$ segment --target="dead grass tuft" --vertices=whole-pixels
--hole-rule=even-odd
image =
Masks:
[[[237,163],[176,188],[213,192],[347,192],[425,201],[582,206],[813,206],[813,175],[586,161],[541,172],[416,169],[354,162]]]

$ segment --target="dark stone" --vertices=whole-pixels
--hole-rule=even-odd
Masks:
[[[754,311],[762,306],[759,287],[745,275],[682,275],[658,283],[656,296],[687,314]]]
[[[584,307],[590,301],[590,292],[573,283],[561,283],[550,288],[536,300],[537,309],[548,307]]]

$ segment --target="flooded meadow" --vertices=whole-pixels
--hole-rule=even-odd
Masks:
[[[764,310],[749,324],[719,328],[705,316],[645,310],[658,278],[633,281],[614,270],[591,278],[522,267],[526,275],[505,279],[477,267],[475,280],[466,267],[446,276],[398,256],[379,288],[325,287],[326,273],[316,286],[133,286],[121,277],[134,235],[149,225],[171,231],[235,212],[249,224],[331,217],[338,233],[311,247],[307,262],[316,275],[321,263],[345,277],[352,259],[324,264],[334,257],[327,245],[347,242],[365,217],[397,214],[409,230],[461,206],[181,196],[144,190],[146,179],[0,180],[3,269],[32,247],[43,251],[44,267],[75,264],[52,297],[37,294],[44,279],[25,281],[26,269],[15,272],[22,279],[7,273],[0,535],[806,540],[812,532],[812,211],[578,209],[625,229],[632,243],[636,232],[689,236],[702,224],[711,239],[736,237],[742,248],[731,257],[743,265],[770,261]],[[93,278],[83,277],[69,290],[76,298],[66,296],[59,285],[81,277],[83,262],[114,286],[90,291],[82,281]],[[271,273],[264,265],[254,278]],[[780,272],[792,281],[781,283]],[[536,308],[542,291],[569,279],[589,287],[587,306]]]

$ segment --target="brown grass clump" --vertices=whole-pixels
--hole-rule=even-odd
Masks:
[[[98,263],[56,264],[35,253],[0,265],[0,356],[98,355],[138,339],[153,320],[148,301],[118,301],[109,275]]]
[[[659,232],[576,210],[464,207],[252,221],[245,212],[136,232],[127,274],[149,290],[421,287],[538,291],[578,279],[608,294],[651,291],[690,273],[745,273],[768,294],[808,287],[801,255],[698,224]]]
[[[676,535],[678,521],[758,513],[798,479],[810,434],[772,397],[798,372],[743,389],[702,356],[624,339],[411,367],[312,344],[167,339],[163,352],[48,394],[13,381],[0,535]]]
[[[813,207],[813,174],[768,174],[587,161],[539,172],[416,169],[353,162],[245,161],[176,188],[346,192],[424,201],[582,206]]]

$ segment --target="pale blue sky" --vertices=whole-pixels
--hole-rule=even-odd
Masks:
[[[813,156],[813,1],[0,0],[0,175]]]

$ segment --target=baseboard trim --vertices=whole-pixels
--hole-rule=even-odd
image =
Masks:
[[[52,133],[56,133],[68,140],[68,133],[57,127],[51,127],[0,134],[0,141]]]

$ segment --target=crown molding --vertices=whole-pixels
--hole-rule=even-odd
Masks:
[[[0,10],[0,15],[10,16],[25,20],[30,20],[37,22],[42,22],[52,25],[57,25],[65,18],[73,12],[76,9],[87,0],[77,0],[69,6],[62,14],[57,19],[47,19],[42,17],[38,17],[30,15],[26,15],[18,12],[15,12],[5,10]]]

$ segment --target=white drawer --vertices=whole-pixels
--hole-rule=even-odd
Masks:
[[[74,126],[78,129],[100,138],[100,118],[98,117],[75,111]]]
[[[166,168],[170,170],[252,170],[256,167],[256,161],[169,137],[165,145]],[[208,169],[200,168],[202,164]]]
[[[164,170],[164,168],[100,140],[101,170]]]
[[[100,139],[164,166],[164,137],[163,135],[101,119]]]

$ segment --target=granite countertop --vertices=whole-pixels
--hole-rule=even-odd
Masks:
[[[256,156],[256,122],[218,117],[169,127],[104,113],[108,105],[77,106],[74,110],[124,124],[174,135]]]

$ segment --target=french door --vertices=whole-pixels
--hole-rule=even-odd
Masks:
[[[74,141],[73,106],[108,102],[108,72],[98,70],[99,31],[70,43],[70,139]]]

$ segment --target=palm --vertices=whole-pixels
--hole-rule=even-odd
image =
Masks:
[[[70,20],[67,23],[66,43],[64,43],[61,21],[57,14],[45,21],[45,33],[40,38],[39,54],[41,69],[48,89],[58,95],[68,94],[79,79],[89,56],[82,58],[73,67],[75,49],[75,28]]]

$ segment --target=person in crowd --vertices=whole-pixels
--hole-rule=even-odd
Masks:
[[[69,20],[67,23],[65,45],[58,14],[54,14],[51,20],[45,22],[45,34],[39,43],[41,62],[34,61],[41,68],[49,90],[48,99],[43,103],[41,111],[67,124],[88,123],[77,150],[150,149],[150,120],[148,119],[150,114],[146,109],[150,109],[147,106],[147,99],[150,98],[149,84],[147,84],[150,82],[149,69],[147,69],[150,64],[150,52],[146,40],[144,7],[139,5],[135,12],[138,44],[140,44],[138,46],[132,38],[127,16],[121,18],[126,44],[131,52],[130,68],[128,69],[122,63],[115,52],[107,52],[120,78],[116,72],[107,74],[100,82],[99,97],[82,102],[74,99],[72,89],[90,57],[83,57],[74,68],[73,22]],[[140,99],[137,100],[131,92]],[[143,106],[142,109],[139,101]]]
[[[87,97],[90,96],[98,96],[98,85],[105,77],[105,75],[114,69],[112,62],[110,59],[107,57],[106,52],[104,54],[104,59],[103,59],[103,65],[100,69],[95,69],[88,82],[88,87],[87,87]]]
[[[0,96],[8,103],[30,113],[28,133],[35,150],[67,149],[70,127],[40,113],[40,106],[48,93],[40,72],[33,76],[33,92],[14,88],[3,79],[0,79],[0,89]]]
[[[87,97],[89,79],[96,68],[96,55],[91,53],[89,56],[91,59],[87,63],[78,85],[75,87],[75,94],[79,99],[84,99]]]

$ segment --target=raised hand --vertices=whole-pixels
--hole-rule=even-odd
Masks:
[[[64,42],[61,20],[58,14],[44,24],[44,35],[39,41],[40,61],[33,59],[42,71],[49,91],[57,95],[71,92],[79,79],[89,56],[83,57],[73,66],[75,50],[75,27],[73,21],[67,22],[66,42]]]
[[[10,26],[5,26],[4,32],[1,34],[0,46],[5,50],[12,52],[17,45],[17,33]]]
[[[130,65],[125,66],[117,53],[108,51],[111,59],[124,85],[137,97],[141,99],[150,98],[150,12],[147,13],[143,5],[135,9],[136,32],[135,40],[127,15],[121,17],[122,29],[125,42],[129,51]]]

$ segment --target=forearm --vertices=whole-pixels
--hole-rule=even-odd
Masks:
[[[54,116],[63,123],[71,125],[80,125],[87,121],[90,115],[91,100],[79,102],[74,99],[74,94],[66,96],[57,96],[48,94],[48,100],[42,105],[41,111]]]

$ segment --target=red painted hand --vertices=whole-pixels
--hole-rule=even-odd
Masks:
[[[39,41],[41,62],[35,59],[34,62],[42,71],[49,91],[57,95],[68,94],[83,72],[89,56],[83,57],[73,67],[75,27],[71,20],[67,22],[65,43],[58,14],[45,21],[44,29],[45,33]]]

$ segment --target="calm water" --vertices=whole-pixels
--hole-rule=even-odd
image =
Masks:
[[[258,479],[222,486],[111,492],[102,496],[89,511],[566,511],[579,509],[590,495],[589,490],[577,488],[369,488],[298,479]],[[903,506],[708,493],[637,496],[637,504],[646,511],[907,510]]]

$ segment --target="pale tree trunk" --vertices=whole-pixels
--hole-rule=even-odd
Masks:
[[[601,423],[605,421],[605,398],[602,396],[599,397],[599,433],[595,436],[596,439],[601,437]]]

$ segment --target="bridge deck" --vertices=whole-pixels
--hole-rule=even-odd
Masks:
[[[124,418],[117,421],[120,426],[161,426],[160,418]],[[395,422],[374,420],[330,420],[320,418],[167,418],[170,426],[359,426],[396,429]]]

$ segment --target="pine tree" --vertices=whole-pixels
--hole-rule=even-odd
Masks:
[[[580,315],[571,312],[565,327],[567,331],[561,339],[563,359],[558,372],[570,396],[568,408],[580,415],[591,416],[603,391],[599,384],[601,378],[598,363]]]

Work to do:
Reproduce the rows from the line containing "painted hand --vertices=whole-pixels" through the final line of the rows, both included, character for character.

Solved exercise:
$ segment --target=red painted hand --vertices=whole-pixels
--hole-rule=even-odd
Masks:
[[[39,41],[41,62],[35,59],[34,62],[42,71],[49,91],[57,95],[68,94],[83,72],[89,56],[83,57],[73,67],[75,27],[71,20],[67,22],[65,43],[58,14],[45,21],[44,29],[45,33]]]

$ segment --target="calm water" --vertices=whole-pixels
--hole-rule=even-odd
image =
Masks:
[[[258,479],[222,486],[111,492],[102,496],[89,511],[566,511],[579,509],[590,495],[589,490],[577,488],[369,488],[298,479]],[[903,506],[708,493],[637,496],[637,504],[646,511],[907,510]]]

$ segment --target="pale tree trunk" --vertices=whole-pixels
--hole-rule=even-odd
Masks:
[[[601,423],[605,421],[605,398],[602,396],[599,397],[599,433],[595,436],[596,439],[601,437]]]

$ segment --target="bridge deck" --vertices=whole-pixels
--hole-rule=even-odd
Masks:
[[[124,418],[117,421],[120,426],[161,426],[160,418]],[[395,422],[374,420],[330,420],[320,418],[167,418],[170,426],[359,426],[396,429]]]

$ segment --target="pine tree" --vertices=whole-pixels
--hole-rule=even-odd
Masks:
[[[580,315],[571,312],[565,327],[567,331],[561,339],[563,359],[558,372],[570,396],[568,408],[580,415],[591,416],[603,391],[599,384],[601,378],[598,363]]]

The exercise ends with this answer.